Data supplied:
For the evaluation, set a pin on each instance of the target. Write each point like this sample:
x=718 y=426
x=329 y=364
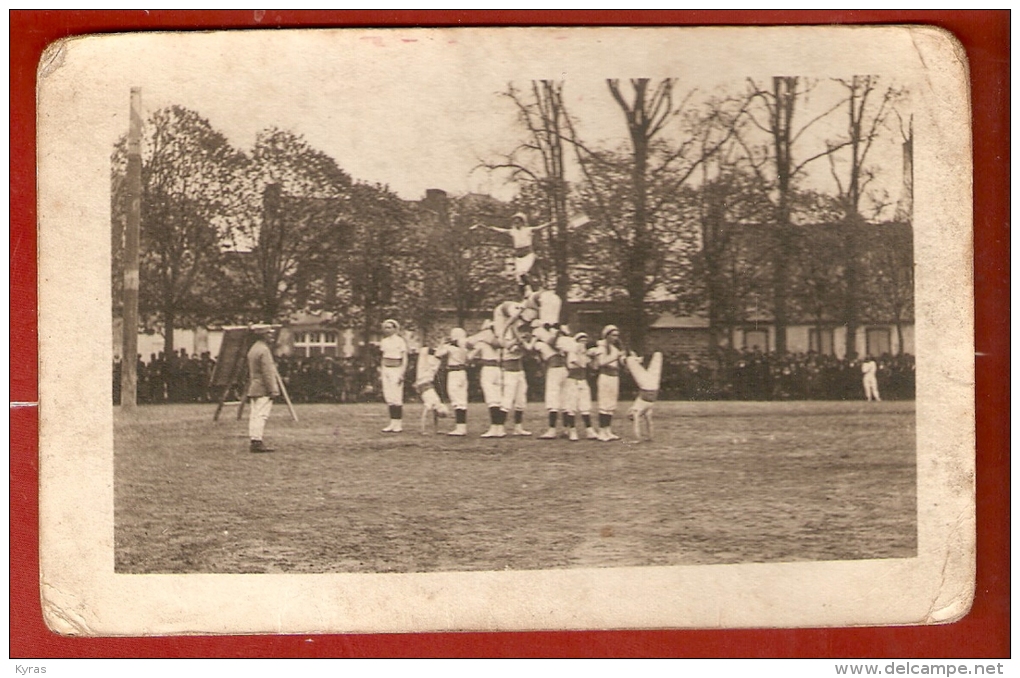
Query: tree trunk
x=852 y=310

* * *

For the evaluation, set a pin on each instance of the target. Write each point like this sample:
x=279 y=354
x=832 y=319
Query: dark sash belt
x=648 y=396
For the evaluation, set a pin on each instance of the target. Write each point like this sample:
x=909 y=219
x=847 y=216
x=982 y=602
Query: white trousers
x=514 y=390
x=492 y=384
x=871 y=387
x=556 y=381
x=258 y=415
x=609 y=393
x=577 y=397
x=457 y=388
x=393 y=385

* * *

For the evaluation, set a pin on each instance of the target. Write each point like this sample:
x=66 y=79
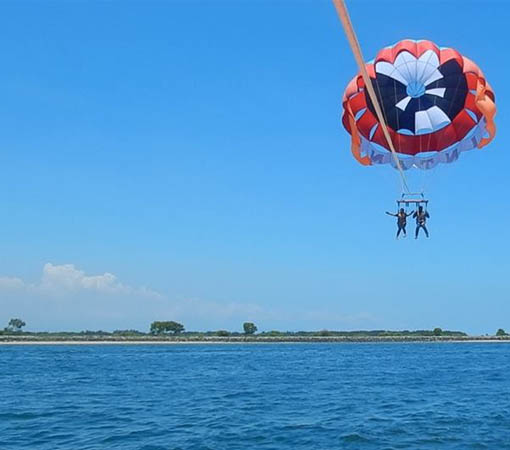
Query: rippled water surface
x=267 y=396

Task description: Pull out every line of the data above that contains the string "Query", and copy each one in full. Upper and lower case must match.

Task answer:
Query: tree trunk
Query: dark sash belt
Query: white trousers
Query: rippled water surface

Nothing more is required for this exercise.